SET EXERCISE →
Send each entry back exactly as given, pictures excluded.

(Some records)
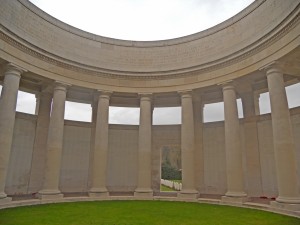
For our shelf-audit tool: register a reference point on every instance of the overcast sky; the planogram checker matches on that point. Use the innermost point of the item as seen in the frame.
(145, 20)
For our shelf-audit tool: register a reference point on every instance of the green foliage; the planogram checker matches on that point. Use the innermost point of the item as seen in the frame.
(139, 212)
(170, 173)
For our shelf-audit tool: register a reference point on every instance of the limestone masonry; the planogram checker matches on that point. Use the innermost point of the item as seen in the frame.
(238, 160)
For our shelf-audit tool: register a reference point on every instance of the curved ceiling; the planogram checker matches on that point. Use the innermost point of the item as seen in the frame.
(142, 20)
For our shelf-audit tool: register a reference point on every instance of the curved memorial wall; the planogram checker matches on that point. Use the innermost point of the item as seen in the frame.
(47, 157)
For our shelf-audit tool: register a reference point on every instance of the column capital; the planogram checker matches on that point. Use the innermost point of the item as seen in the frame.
(228, 85)
(14, 69)
(186, 93)
(271, 67)
(103, 94)
(145, 96)
(58, 85)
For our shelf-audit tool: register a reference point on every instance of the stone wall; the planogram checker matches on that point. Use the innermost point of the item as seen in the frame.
(258, 164)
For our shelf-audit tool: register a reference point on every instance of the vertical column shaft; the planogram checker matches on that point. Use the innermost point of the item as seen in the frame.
(187, 146)
(283, 140)
(8, 102)
(99, 164)
(199, 157)
(145, 147)
(40, 143)
(234, 168)
(54, 144)
(251, 145)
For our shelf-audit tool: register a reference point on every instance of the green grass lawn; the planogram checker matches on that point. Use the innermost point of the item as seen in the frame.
(165, 188)
(139, 212)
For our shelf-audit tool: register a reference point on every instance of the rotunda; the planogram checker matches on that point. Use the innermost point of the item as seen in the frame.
(237, 160)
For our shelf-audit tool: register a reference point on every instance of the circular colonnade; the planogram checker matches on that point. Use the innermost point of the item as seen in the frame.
(253, 52)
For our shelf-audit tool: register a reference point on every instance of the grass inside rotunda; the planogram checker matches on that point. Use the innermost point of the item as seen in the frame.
(139, 212)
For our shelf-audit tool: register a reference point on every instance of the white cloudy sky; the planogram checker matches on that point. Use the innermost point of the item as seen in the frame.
(145, 20)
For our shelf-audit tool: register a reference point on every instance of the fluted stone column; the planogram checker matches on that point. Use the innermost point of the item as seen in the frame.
(284, 147)
(40, 143)
(94, 106)
(251, 145)
(54, 144)
(234, 168)
(199, 155)
(187, 147)
(8, 102)
(100, 157)
(256, 103)
(145, 145)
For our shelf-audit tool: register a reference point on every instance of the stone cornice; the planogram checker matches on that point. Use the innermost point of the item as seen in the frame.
(282, 29)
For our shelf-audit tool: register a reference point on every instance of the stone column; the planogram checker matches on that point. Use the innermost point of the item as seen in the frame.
(234, 168)
(99, 164)
(199, 157)
(37, 104)
(253, 174)
(145, 146)
(94, 106)
(54, 144)
(187, 147)
(8, 102)
(284, 147)
(40, 143)
(256, 103)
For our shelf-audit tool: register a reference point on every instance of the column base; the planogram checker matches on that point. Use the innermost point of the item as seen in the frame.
(285, 206)
(188, 194)
(286, 203)
(143, 193)
(50, 194)
(4, 199)
(99, 193)
(235, 197)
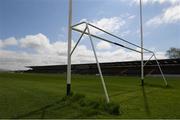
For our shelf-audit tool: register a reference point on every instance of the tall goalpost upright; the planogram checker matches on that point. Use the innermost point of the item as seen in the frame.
(69, 49)
(87, 32)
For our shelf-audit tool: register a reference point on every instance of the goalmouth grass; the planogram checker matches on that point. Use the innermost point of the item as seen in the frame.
(31, 96)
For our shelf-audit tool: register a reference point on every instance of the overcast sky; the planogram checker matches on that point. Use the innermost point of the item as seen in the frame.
(34, 32)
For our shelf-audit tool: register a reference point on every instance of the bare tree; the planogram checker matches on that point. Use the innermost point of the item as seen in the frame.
(173, 53)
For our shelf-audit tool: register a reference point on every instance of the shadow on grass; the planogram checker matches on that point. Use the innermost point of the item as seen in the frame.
(41, 111)
(84, 108)
(158, 86)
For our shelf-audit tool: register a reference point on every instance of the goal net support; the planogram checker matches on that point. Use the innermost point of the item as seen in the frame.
(87, 32)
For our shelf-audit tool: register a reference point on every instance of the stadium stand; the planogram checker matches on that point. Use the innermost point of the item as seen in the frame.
(132, 68)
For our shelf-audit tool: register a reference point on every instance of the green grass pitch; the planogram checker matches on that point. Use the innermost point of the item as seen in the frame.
(28, 95)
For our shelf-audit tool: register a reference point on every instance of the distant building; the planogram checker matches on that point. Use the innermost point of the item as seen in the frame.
(169, 67)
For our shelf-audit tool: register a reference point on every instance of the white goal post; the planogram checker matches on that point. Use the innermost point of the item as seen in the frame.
(87, 32)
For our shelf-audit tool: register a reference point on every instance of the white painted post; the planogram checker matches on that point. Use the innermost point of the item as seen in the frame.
(69, 50)
(99, 68)
(142, 50)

EXERCISE SOLUTION →
For our shelf-audit tool: register a reference point on every instance of the overcast sky; the planogram checker matches on that point. Use the innermost point of the item as seen in the frame.
(145, 20)
For our shelf-audit tool: register a reference point on every instance of the green foliage; the planogram checker matches on that point. Use the innermost point of the item as seen in the frame.
(139, 212)
(170, 173)
For our shelf-audit tool: register a reference point on every instance of the limestone masonry; the planogram checker matches on that point. Use the innermost point of the item as seen in the frame.
(238, 160)
For our shelf-audit tool: register a reference point on every instance of the curved ceiling; the planogram checker matches on that point. Use the innermost point of the item as seen in the frame.
(142, 20)
For our shelf-audit tool: register a reference point on every instance of the curved memorial wall; the planogram checker matches on that point. Use the innermost point of the item as seen in the frame.
(47, 157)
For our shelf-audit tool: register a reference point on every instance of the column capital; the planogram checker matches on that point. Use the innermost point of the item as seen in the frame.
(228, 85)
(14, 69)
(186, 93)
(271, 67)
(103, 94)
(145, 96)
(58, 85)
For our shelf-audit tool: register a reference point on every instance of the stone wall; the planogram checker matches on that point. Use the innermost point of the item as seen in the frame.
(258, 164)
For our shelf-audit tool: register a reference point on every instance of the vertical column shaft; the planogram checker matches on that point. Use the innermost point of the item as seen in the frame.
(187, 146)
(283, 140)
(8, 102)
(99, 164)
(199, 157)
(145, 147)
(40, 143)
(234, 168)
(54, 144)
(251, 145)
For our shelf-audit tool: register a reference point on every instance of the green grass lawn; the planogram checker matches on that point. Use the innermost point of the item as seen in the frame.
(165, 188)
(139, 212)
For our shelf-audit tool: register a reference point on every instance of the rotunda; the planogram checker matches on that point. Use the innermost point of the item as seen in the frame.
(237, 160)
For our shelf-audit tool: register a reference point on every instance of the circular colonnade; the planogram checker matches on that point. Use the innermost point of the item as seen in the frame.
(253, 52)
For our shelf-audit tool: register a reference point on every instance of the grass inside rotunda; the planogram checker matches on that point. Use the innermost point of the item as seen in the frame.
(139, 212)
For our shelf-audit tool: register a reference point on every instance of the white cloudy sky; the planogram checker matches on that point. Use the innermost point of the item as seen in the frame.
(145, 20)
For our shelf-audit tool: register a reference point on every instance of the fluted stone column; the planogram checker matches on that point. Use the innermost point of the item as seen in the frame.
(284, 147)
(40, 143)
(94, 106)
(251, 145)
(54, 144)
(234, 168)
(199, 155)
(187, 147)
(8, 102)
(100, 157)
(256, 103)
(145, 145)
For our shelf-audit tool: register a reference point on every instance of the stone cornice; the planogram checker matches on that point. Use the innermost point of the item as seen in the frame.
(282, 29)
For our shelf-audit tool: register a reference point on every instance of the stone column; the planogram checker matches on that point. Use the innermost point of the item as seen in the frame.
(234, 168)
(99, 164)
(199, 157)
(37, 104)
(253, 174)
(145, 146)
(94, 106)
(54, 144)
(187, 147)
(8, 102)
(284, 147)
(40, 143)
(256, 103)
For our shelf-audit tool: register a reference point on every instance of the column base; the planogram checker matches on that point. Use the innermost point of the item as seen in the frame.
(285, 206)
(188, 194)
(286, 203)
(143, 193)
(50, 194)
(4, 199)
(99, 193)
(235, 197)
For our shelf-audit tool: register a reference point on every instance of the tall goalpost upright; the planogram checker matches on that point. Use the innermost point of the item as seen in the frame.
(69, 49)
(87, 32)
For our shelf-audit tool: register a reference point on every instance of the goalmouth grass; the planogram checker matches on that point. Use the innermost point of the item as seen in the frame.
(31, 96)
For our shelf-audit tool: register a reference point on every instance of the overcast sky; the planogram checker matches on that point. Use the innermost point of the item as seen in the frame.
(34, 32)
For our shelf-audit tool: register a reference point on every instance of the bare tree; the planogram checker matches on that point. Use the innermost point of the item as seen in the frame.
(173, 53)
For our shelf-audit tool: register a reference point on every instance of the shadow on grass; the planogram checker matches on that point. Use the innermost point of the item as seen in the frame.
(41, 111)
(84, 108)
(158, 86)
For our shelf-audit tool: register a reference point on every instance of the goal net support; the planogram checker matches on that point. Use the innermost point of the item as seen in the frame.
(87, 32)
For our shelf-audit tool: register a reference point on every instance of the stadium stand; the planogram checker matches on that point. Use the innermost point of the item as seen in the frame.
(132, 68)
For our shelf-audit tool: register a reference point on every instance of the green grass pitch; the planogram checker matches on that point. Use the innermost point of the item as seen in the frame.
(28, 95)
For our shelf-audit tool: register a reference point on every instance of the distant building; the planogram checker matches on that point. Use the innermost point of the item as seen in the frame.
(169, 67)
For our shelf-audit tool: register a reference point on every instance of the white goal post; the planogram checker matches on that point. Use the innermost point of the item as seen in the frame.
(87, 32)
For our shelf-audit tool: register a reference point on every instance of the white painted post; the planogram checker matches on that point. Use the innermost point of the item as seen in the frame.
(69, 50)
(99, 68)
(142, 50)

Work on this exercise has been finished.